*DO THIS*: Summarize the PipeOwl page below in two sentences.

PipeOwl-1.0 (Geometric Embedding)

PipeOwl is a transformer-free geometric embedding package built on a static embedding field stored as NumPy arrays.

This repo provides:

  • L1_base_embeddings.npy: float32 (V, 1024) embedding table (unit-normalized)
  • L1_base_vocab.json: list of vocab strings aligned to embedding rows
  • delta_base_scalar.npy: float32 (V,) optional scalar bias field
  • minimal inference engine (engine.py) and usage script (quickstart.py)

Attribution

The base embedding vectors were generated using BGE (Apache-2.0) via inference (model outputs). This repository does not redistribute any original BGE model weights.


Quickstart

pip install numpy
python quickstart.py

Or minimal usage:

from engine import PipeOwlEngine, PipeOwlConfig

engine = PipeOwlEngine(PipeOwlConfig())
q = engine.encode("雪鴞好可愛")
# use q for similarity / retrieval

Files

  • data/L1_base_embeddings.npy : embedding table (float32, V×1024)
  • data/L1_base_vocab.json : vocab aligned with rows
  • data/delta_base_scalar.npy : scalar bias (float32, V)
  • engine.py : minimal runtime
  • quickstart.py : example script

Notes

No safetensors / pytorch_model.bin is included because this model is distributed as a static NumPy embedding field.


Parameter Size

~165M embedding parameters (static matrix)

*GIVEN RECORDS*:
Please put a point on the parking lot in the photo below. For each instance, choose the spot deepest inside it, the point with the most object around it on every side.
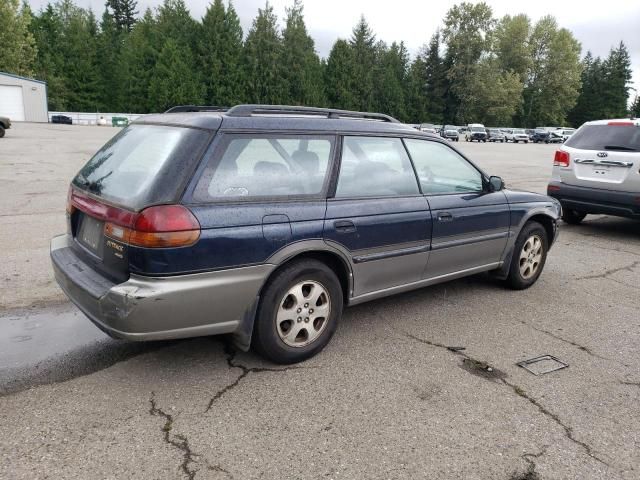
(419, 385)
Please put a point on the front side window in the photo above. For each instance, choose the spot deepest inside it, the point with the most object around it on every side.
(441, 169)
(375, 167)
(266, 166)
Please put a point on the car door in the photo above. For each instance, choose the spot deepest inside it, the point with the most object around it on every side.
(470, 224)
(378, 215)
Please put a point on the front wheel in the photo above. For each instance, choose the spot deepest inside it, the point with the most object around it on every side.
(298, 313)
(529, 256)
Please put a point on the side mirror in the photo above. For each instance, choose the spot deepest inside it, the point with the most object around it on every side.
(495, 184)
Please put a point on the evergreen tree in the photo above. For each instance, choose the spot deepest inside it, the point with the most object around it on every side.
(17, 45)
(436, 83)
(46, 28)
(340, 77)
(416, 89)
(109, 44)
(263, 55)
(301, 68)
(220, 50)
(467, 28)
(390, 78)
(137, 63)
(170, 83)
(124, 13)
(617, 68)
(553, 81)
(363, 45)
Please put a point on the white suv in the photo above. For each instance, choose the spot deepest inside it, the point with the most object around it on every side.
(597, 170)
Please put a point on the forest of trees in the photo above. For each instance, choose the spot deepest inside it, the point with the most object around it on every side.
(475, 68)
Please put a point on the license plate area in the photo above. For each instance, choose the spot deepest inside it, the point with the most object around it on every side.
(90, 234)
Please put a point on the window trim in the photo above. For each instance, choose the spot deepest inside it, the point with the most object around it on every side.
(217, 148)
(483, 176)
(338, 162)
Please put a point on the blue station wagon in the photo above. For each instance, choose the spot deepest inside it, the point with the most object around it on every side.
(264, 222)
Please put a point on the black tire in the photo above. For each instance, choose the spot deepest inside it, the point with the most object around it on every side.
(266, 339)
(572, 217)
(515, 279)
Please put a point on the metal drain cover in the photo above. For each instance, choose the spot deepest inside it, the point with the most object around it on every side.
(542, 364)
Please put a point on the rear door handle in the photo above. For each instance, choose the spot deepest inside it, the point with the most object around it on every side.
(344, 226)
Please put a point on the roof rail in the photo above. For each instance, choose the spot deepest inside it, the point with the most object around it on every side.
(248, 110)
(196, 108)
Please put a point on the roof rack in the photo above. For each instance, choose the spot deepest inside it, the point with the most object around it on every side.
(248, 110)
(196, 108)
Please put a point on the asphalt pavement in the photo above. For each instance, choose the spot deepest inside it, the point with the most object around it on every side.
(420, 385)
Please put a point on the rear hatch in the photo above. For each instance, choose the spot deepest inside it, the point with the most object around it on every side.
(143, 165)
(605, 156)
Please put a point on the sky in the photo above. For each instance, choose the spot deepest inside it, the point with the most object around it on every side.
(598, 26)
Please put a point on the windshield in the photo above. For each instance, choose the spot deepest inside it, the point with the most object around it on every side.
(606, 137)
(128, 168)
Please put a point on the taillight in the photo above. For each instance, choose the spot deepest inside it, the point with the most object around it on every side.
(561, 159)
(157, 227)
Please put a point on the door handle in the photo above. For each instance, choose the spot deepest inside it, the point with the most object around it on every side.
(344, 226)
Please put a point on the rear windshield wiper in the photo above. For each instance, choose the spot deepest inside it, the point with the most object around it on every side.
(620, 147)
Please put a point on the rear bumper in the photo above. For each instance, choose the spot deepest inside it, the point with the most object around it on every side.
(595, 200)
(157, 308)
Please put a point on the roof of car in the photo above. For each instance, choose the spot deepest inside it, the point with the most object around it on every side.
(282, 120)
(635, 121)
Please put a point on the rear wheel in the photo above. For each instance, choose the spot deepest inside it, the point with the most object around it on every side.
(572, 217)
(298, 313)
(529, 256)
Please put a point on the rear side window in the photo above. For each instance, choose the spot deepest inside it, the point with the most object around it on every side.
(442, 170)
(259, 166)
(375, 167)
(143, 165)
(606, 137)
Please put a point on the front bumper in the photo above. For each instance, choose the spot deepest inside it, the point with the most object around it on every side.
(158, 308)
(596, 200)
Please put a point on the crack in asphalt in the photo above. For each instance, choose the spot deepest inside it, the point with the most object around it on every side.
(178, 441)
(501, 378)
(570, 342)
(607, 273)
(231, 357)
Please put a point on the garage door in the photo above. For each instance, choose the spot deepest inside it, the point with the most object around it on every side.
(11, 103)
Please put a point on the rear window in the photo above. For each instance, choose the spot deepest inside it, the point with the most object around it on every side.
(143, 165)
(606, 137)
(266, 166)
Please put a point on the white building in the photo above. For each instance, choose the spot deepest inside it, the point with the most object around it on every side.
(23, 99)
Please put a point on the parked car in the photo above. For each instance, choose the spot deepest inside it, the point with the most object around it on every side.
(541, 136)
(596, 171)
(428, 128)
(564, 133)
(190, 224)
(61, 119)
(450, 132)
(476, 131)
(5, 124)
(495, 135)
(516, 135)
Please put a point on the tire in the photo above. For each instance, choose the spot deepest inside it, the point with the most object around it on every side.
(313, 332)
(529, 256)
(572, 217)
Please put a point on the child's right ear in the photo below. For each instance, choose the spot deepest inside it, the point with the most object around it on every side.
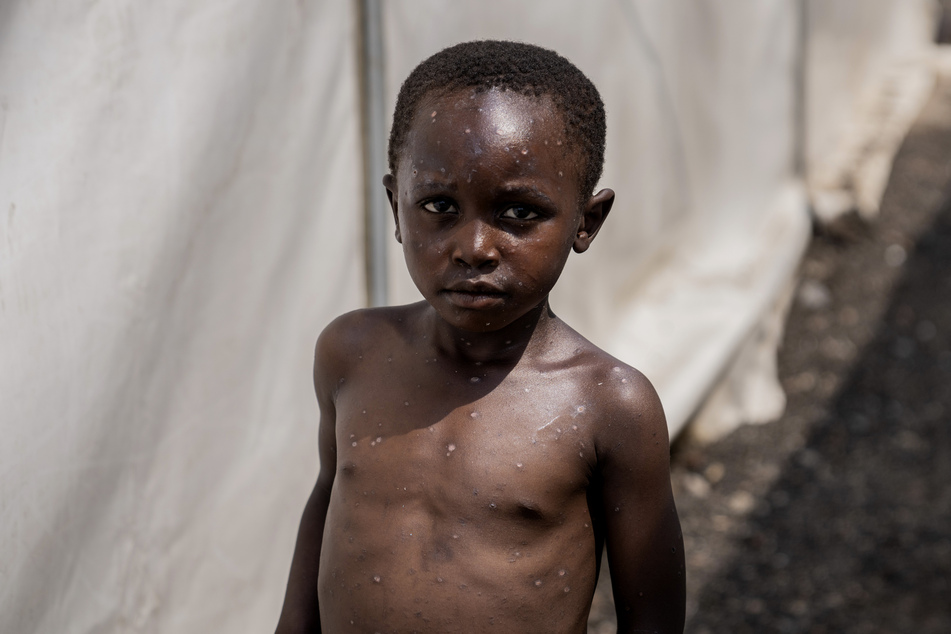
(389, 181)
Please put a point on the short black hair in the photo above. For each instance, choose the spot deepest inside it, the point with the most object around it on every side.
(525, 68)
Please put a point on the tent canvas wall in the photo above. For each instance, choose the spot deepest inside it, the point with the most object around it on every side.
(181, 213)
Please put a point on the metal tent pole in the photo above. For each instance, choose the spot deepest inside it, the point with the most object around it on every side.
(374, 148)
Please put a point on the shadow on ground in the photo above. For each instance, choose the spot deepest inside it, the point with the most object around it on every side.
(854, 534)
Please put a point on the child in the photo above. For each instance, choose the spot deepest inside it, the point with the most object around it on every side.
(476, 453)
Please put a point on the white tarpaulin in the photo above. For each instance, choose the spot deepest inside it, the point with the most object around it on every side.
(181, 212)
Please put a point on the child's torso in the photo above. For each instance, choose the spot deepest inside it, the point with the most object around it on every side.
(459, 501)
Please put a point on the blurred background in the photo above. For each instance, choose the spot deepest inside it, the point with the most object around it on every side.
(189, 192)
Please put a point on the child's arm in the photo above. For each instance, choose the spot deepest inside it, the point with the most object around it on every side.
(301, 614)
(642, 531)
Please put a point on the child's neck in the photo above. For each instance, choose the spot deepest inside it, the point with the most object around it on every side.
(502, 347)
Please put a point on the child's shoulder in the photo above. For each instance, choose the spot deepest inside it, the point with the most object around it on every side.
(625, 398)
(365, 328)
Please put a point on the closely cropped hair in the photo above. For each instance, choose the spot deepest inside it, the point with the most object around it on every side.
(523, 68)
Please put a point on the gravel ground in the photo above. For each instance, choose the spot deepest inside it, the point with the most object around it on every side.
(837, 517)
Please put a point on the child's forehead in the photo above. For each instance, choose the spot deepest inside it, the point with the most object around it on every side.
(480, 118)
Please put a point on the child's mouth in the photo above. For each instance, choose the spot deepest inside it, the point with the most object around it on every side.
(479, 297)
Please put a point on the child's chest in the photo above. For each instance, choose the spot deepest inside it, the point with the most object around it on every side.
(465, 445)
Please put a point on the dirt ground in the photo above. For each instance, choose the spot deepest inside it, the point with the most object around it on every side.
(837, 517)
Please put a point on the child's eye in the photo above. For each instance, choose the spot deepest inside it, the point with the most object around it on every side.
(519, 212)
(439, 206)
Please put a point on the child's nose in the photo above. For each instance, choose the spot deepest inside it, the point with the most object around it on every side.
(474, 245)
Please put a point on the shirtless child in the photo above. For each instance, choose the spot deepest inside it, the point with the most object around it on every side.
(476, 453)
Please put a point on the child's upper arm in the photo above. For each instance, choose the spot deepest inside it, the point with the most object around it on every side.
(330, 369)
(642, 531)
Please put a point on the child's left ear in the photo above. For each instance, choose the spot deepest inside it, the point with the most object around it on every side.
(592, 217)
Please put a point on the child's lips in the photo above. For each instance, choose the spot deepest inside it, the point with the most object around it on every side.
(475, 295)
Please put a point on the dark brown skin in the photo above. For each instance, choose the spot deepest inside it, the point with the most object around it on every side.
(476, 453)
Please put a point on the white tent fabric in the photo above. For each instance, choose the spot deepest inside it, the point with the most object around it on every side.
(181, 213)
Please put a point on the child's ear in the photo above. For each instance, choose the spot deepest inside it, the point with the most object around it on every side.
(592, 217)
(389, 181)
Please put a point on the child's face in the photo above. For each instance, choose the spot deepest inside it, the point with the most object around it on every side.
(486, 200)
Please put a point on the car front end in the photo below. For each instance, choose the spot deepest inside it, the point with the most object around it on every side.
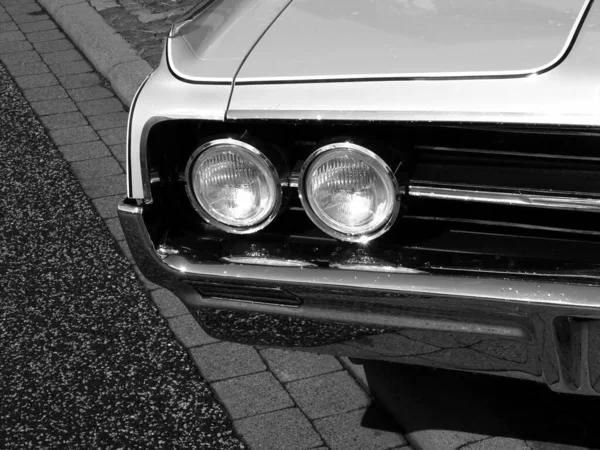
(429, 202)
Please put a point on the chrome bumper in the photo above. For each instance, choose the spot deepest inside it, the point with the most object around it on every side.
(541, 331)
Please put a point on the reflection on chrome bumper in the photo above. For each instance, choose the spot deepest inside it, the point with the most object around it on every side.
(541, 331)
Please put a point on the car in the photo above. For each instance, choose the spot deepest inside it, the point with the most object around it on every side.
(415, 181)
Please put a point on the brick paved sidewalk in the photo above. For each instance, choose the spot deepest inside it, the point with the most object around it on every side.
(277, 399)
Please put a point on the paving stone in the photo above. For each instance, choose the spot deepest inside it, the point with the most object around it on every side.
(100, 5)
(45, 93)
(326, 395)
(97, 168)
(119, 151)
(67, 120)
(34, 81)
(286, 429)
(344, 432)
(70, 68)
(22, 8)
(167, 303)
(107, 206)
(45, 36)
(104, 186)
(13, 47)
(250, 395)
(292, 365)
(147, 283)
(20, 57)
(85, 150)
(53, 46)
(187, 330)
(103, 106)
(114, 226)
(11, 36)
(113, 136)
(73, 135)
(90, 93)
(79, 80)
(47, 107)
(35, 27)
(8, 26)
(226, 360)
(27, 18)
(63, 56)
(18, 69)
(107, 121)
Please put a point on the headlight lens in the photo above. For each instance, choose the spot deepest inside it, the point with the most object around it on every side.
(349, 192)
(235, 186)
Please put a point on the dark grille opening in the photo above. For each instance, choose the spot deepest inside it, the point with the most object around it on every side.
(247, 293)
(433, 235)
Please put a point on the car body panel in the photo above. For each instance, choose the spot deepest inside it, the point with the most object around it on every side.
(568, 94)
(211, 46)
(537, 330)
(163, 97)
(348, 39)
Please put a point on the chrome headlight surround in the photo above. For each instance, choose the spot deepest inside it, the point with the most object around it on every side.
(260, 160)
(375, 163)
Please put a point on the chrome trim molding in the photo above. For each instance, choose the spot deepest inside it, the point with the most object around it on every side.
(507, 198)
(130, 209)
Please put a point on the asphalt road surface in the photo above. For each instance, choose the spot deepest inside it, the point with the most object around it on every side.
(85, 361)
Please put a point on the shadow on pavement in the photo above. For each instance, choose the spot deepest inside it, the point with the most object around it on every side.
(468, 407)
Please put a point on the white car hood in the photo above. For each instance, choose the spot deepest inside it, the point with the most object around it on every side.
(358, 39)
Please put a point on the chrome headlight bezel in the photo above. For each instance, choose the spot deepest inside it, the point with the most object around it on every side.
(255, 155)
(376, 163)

*RESULT BELOW*: PipeOwl-1.0 is a transformer-free geometric embedding package built on a static embedding field stored as NumPy arrays. It provides a unit-normalized float32 embedding table of 1024 dimensions, a vocabulary list aligned to its rows, an optional scalar bias field, a minimal inference engine, and a usage script; the base vectors were generated using BGE via inference without redistributing any BGE model weights, and the static matrix holds about 165M embedding parameters.